### 任务说明
请把下方讲解分类问题的文段中从“Classification as Regression?(分类问题是否可以用回归算法处理?)”起到“Ideal Alternatives(理想的做法)”止的这一部分一字不差地抄写下来。

Classification
Classification
: Given options(classes), the function outputs the correct one.
Probabilistic Generative Model
features and predict target
- 一共有7个features,其中
Total
=HP
+Attack
+Deffense
+SP Atk
+Sp Def
+Speed
- predict target: type of pokemon
How to do Classification
- 收集Training data for Classification
- 考虑如果做分类?
Classification as Regression?(分类问题是否可以用回归算法处理?)
以二分类举个例子
- Training: Class 1 means the target is 1; Class 2 means the target is -1
- Testing: $ \text{closer to 1} \rightarrow \text{class 1}; \text{closer to -1} \rightarrow \text{class 2} $
这样直接用Regression来解决Classification的问题,会发生如下图的情况:
- 当样本feature如左图所示,则$y=b+w_1x_1+w_2x_2$的函数可以很好的工作。
- 当样本feature如右图所示,由于右下角的数据,导致Regression的Loss函数在求最小值时,会倾向于给出紫色的线段的方程。即Loss函数会由于“太正确”而导致最终预测结果出错。
- Penalize to the examples that are “too correct” … (Bishop, P186)
Ideal Alternatives(理想的做法)
- Function (Model): $$ \delta(x) \Rightarrow \begin{cases} g(x) > 0 & \text{Output = class 1} \cr else & \text{Output = class 2} \end{cases} $$
- Loss Function
- The number of times f get incorrect results on training data. $$ L(f) = \sum_n\delta(f(x^n) \ne \hat{y}^n ) $$
- Find the best function:
- Example: Perceptron, SVM
Generative Model
- $P(C_1)$是从两个分类中,随机选中Class1的几率,$P(C_2)$是从两个分类中,随机选中Class2的几率。
- 假设x为其中一种颜色的圆圈,则:$P(x|C_1)$表示从Class1中选中x的几率,$P(x|C_2)$表示从Class2中选中x的几率,
- 选中x属于class1的几率就是:$ P(C_1|x) = \frac{P(C_1)P(x|C_1)}{P(C_1)P(x|C_1)+P(C_2)P(x|C_2)} $
- 选中x的总几率就是: $ P(x) = P(x|C_1)P(C_1) + P(x|C_2)P(C_2) $
- Estimating the Probabilities From training data, 这整个想法就叫做Generative Model
Gaussian Distribution
- $ f_{\mu,\sum}(x) = \frac{1}{(2\pi)^{D/2}}\frac{1}{|\sum|^{1/2}} exp \{ -\frac{1}{2}(x-\mu)^T\sum^{-1}(x-\mu) \} $
- input: vector x, output: probability of sampling x(实际是probability density,概率密度与概率成正比,此处简略为概率)
- The shape of the function determines by mean $\mu$ and covariance matrix $\sum$(协方差矩阵)

### 数据部分

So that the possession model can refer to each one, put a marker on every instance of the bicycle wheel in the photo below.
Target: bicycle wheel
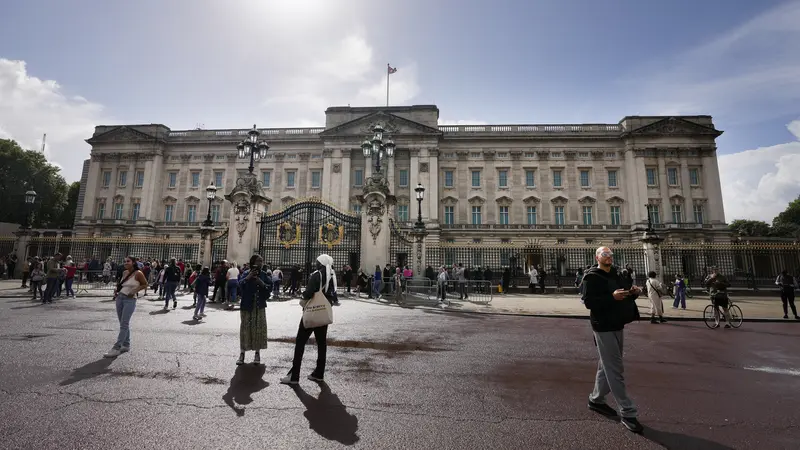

### 练习解答
Classification as Regression?(分类问题是否可以用回归算法处理?)
以二分类举个例子
- Training: Class 1 means the target is 1; Class 2 means the target is -1
- Testing: $ \text{closer to 1} \rightarrow \text{class 1}; \text{closer to -1} \rightarrow \text{class 2} $
这样直接用Regression来解决Classification的问题,会发生如下图的情况:
- 当样本feature如左图所示,则$y=b+w_1x_1+w_2x_2$的函数可以很好的工作。
- 当样本feature如右图所示,由于右下角的数据,导致Regression的Loss函数在求最小值时,会倾向于给出紫色的线段的方程。即Loss函数会由于“太正确”而导致最终预测结果出错。
- Penalize to the examples that are “too correct” … (Bishop, P186)
Ideal Alternatives(理想的做法)